>> Begin

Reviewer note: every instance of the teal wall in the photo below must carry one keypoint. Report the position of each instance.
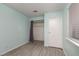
(14, 29)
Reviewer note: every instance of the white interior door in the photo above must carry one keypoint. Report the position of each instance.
(38, 31)
(55, 32)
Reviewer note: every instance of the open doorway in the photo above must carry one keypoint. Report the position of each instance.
(37, 31)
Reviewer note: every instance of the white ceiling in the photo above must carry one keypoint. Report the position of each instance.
(28, 8)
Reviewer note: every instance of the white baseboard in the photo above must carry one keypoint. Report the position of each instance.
(13, 48)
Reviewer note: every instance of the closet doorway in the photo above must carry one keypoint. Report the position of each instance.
(38, 30)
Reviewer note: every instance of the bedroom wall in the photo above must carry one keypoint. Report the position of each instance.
(14, 30)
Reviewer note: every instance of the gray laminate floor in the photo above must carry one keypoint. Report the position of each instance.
(35, 49)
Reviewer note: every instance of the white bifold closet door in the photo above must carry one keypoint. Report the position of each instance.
(38, 31)
(55, 32)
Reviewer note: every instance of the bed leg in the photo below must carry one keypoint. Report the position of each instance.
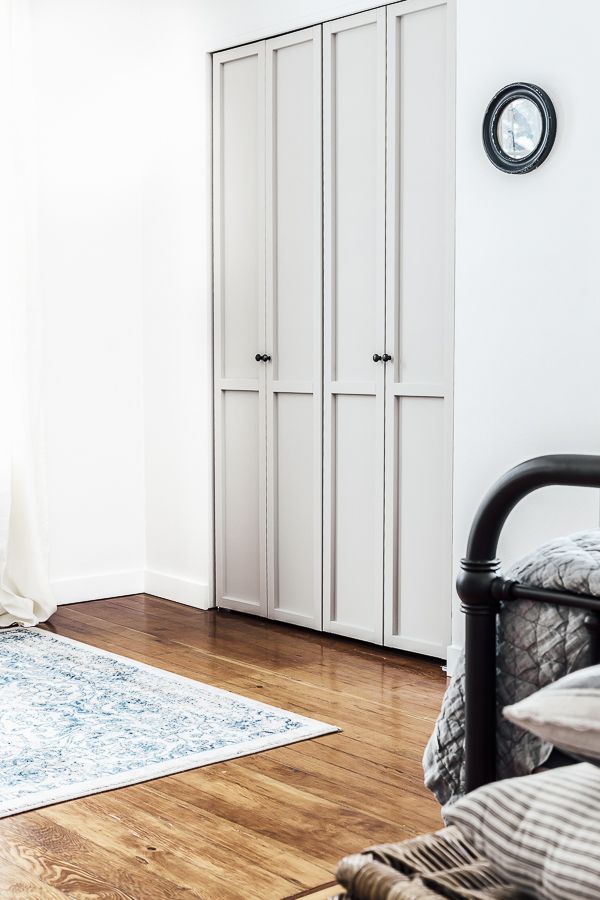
(480, 610)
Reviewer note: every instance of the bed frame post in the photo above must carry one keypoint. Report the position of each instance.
(480, 589)
(480, 611)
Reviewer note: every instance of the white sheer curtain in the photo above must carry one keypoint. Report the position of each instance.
(25, 596)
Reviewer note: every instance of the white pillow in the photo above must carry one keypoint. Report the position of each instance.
(540, 832)
(566, 714)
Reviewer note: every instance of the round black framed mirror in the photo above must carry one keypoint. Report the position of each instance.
(519, 128)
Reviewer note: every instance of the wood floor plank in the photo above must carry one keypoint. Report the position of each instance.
(264, 827)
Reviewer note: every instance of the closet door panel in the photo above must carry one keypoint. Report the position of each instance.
(419, 331)
(294, 326)
(239, 328)
(295, 568)
(421, 93)
(354, 69)
(354, 283)
(242, 458)
(421, 565)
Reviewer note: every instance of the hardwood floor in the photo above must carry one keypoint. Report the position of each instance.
(263, 827)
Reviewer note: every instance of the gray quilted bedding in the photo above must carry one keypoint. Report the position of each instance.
(537, 644)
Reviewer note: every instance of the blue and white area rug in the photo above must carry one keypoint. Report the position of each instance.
(76, 720)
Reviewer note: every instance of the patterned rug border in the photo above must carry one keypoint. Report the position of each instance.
(311, 728)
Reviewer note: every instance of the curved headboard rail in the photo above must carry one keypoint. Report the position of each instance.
(480, 588)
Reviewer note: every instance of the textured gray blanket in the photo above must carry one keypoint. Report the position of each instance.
(537, 643)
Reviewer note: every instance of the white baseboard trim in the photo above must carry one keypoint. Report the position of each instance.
(180, 590)
(97, 587)
(122, 584)
(453, 652)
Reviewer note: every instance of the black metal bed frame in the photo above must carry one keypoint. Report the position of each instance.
(481, 589)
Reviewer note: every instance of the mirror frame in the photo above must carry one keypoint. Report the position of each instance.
(519, 90)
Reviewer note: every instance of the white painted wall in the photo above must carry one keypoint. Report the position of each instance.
(527, 281)
(181, 34)
(124, 93)
(124, 116)
(87, 79)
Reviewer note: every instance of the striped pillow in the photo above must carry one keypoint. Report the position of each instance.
(541, 832)
(565, 713)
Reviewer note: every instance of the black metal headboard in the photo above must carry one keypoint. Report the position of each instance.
(481, 588)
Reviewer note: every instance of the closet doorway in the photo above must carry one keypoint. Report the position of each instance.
(333, 326)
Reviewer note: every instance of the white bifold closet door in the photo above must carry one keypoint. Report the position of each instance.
(418, 510)
(268, 301)
(239, 327)
(354, 323)
(387, 292)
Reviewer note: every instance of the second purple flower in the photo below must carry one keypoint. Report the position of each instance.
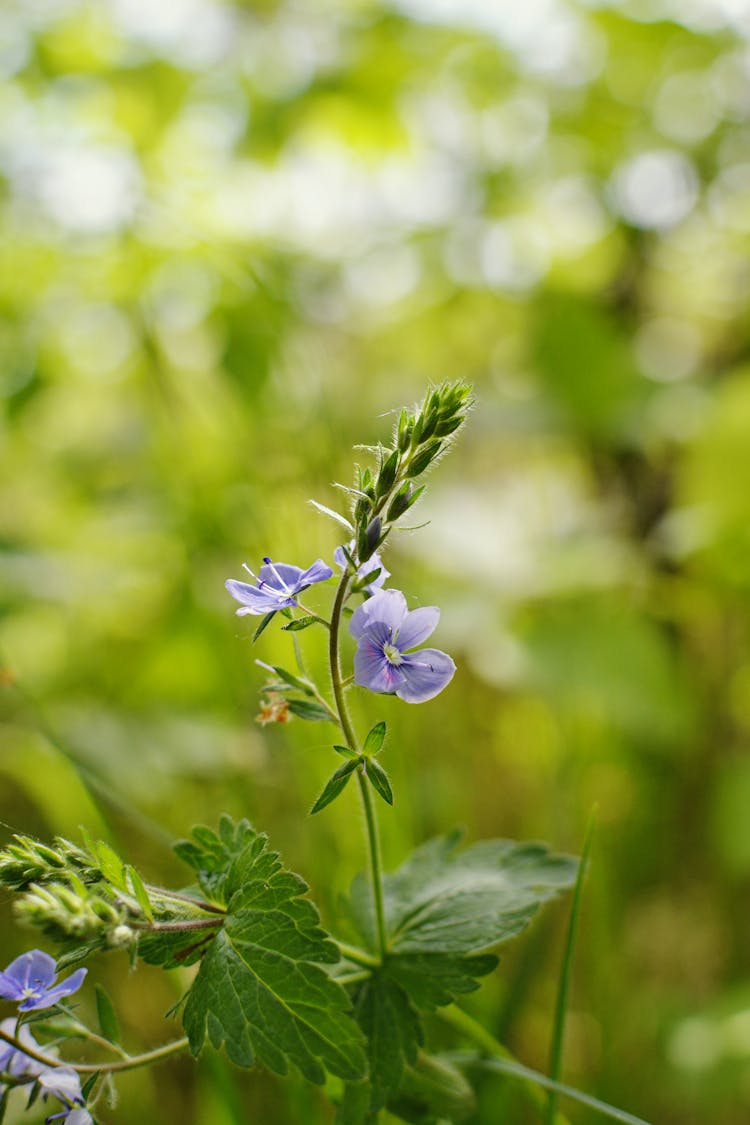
(387, 632)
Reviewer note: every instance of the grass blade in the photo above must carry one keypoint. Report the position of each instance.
(563, 989)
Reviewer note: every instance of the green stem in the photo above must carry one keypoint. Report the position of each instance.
(467, 1025)
(359, 956)
(370, 817)
(129, 1063)
(177, 897)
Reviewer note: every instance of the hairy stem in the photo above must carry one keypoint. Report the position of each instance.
(376, 871)
(177, 927)
(358, 956)
(129, 1063)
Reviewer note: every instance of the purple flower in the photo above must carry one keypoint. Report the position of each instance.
(14, 1061)
(29, 980)
(277, 585)
(373, 563)
(385, 663)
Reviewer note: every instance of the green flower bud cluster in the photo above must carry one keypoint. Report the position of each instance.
(28, 861)
(382, 496)
(66, 914)
(72, 894)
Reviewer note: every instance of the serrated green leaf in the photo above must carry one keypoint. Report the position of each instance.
(444, 900)
(300, 623)
(260, 991)
(394, 1035)
(139, 891)
(433, 1090)
(375, 739)
(379, 781)
(435, 979)
(264, 623)
(335, 785)
(310, 711)
(107, 1015)
(444, 906)
(346, 752)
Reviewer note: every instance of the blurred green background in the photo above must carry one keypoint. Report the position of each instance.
(235, 236)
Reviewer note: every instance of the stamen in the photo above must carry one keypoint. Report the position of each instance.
(276, 573)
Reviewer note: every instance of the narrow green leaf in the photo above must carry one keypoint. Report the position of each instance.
(375, 739)
(264, 623)
(107, 1015)
(334, 515)
(300, 623)
(345, 752)
(563, 988)
(394, 1035)
(309, 710)
(110, 864)
(335, 785)
(139, 891)
(445, 900)
(379, 780)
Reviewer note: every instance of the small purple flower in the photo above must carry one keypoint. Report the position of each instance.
(277, 585)
(29, 980)
(385, 663)
(373, 563)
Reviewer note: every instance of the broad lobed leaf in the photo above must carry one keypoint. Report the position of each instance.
(444, 900)
(260, 991)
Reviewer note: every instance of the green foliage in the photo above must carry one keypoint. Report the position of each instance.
(260, 991)
(375, 739)
(378, 779)
(394, 1034)
(444, 909)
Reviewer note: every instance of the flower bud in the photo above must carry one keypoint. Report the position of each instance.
(369, 539)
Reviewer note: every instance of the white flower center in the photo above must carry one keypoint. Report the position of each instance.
(392, 654)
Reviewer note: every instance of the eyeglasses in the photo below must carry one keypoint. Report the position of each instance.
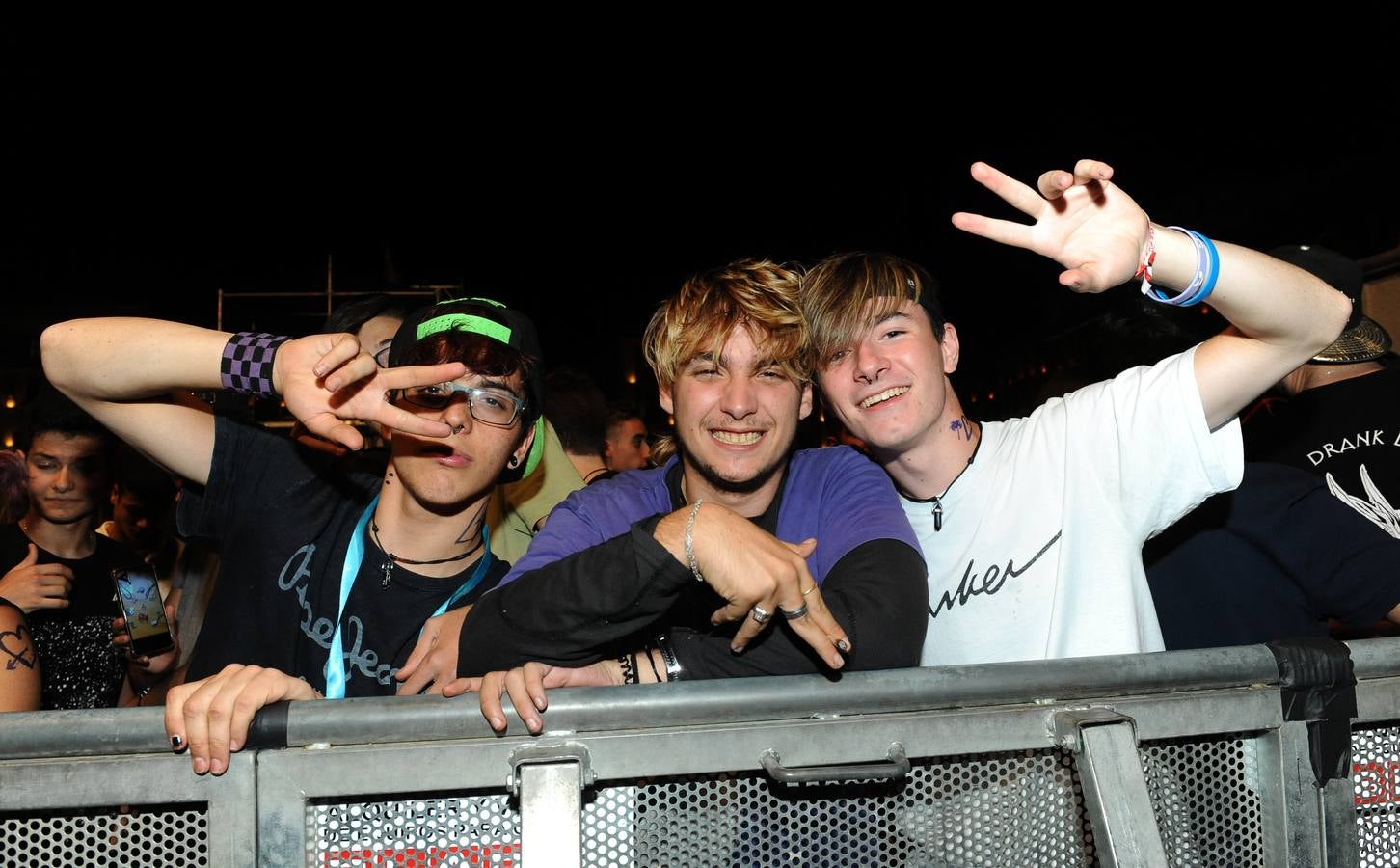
(492, 406)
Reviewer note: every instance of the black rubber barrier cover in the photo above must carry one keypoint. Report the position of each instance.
(269, 727)
(1319, 687)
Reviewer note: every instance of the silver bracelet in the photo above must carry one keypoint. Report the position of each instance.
(690, 541)
(668, 656)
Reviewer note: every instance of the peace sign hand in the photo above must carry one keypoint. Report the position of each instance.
(1083, 220)
(328, 380)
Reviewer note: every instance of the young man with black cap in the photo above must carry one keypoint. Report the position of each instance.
(1034, 527)
(327, 579)
(1343, 416)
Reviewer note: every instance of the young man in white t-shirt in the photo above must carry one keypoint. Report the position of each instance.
(1034, 528)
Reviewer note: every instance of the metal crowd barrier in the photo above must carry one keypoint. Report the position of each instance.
(1195, 758)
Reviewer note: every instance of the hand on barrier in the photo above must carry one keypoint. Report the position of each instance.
(526, 685)
(328, 380)
(1083, 220)
(34, 585)
(433, 661)
(210, 717)
(758, 574)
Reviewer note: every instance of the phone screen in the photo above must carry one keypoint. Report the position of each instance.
(140, 598)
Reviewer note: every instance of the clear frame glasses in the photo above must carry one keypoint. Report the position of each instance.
(492, 406)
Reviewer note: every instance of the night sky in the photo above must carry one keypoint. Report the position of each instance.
(584, 186)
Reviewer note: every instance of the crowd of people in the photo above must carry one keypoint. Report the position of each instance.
(452, 517)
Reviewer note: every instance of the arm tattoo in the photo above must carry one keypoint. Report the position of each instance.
(17, 645)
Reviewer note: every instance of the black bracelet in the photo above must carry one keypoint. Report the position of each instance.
(668, 656)
(653, 661)
(629, 668)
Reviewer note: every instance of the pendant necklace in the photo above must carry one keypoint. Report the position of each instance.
(938, 499)
(390, 558)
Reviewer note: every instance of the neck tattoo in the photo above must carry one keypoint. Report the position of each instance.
(390, 558)
(965, 430)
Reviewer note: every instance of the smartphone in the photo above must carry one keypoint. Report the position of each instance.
(143, 610)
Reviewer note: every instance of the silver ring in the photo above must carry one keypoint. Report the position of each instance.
(794, 613)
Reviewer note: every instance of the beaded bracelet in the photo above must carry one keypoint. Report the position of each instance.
(1202, 282)
(690, 539)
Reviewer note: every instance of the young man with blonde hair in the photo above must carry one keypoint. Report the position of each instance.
(610, 585)
(1034, 527)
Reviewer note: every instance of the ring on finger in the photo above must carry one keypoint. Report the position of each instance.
(794, 613)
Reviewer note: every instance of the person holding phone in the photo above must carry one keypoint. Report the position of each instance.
(61, 570)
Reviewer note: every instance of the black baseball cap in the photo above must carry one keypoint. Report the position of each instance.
(492, 319)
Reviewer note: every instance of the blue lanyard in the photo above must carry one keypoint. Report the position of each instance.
(355, 556)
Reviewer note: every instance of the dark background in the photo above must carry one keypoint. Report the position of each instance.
(584, 182)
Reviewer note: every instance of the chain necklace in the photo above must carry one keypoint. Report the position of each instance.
(938, 499)
(390, 558)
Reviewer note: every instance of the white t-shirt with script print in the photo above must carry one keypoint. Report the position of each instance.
(1040, 551)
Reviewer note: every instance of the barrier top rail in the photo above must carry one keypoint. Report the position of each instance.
(353, 721)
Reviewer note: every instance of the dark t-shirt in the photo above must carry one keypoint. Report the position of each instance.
(1337, 428)
(283, 517)
(81, 666)
(615, 594)
(1275, 558)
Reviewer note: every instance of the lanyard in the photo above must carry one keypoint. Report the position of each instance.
(355, 556)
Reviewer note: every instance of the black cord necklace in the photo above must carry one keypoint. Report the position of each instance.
(393, 558)
(938, 499)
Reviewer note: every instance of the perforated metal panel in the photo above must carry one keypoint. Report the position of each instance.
(1205, 796)
(1375, 769)
(417, 831)
(452, 830)
(161, 836)
(994, 809)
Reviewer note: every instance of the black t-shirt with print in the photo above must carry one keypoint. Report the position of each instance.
(1338, 428)
(282, 518)
(1273, 558)
(80, 665)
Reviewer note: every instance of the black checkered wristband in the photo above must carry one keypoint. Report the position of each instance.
(247, 363)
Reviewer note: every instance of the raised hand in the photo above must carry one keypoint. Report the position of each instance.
(433, 661)
(762, 579)
(1083, 220)
(34, 585)
(328, 380)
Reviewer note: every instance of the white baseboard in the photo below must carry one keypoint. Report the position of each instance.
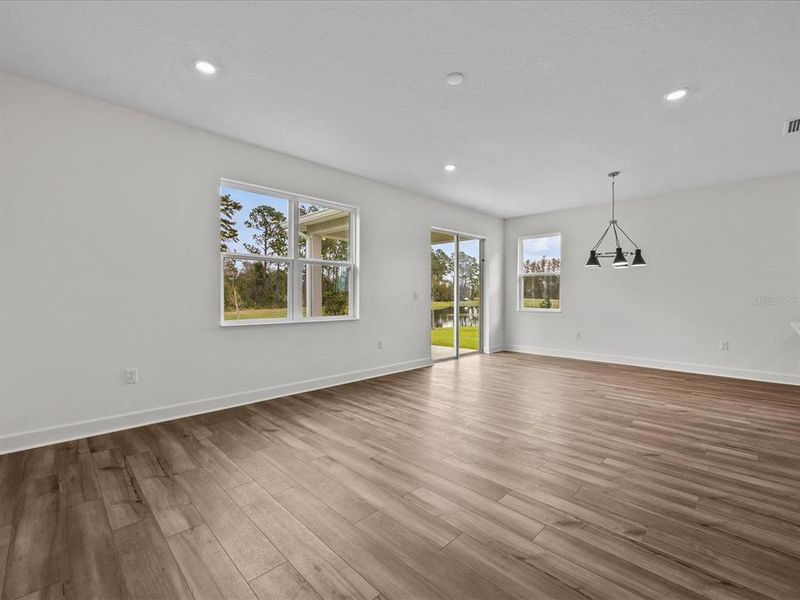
(768, 376)
(71, 431)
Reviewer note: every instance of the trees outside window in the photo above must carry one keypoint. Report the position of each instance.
(272, 275)
(539, 273)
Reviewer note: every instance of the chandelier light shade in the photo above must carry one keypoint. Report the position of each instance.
(593, 263)
(619, 255)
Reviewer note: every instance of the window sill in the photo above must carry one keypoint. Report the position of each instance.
(245, 322)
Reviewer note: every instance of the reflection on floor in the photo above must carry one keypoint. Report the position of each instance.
(440, 352)
(500, 477)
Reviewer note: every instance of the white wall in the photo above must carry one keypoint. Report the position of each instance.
(710, 251)
(109, 260)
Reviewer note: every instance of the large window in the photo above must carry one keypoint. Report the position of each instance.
(285, 258)
(539, 273)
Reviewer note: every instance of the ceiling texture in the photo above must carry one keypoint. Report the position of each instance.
(556, 95)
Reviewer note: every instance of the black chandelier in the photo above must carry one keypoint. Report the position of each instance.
(620, 262)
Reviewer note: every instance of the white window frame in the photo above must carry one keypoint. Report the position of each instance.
(294, 261)
(520, 275)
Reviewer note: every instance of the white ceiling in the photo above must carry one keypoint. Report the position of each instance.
(556, 94)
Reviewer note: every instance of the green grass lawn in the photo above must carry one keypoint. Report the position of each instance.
(537, 303)
(468, 339)
(255, 313)
(449, 304)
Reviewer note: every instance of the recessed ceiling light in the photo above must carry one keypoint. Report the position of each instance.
(676, 94)
(205, 67)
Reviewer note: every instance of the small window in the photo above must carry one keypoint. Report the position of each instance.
(285, 258)
(539, 273)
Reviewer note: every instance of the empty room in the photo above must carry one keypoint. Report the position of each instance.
(399, 300)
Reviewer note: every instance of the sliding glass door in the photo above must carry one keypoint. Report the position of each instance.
(456, 286)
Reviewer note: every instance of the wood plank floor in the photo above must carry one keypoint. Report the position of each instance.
(495, 477)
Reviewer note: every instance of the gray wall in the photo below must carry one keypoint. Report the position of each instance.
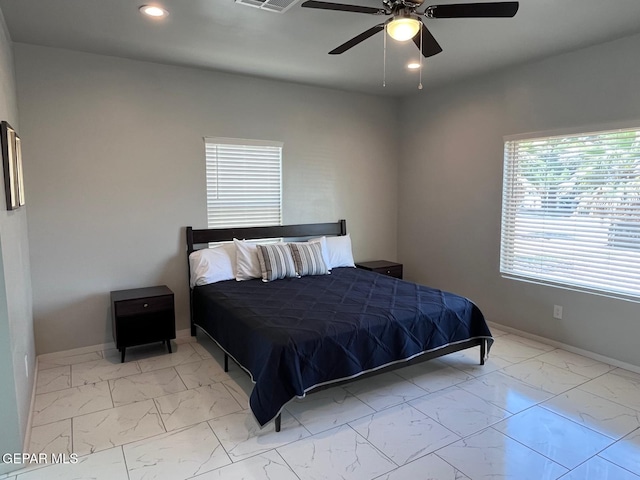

>> End

=== WHAT IS BEING ASKED ===
Report how many lines in the entries above contain the word "ring", giving only the number.

=== ANSWER ===
2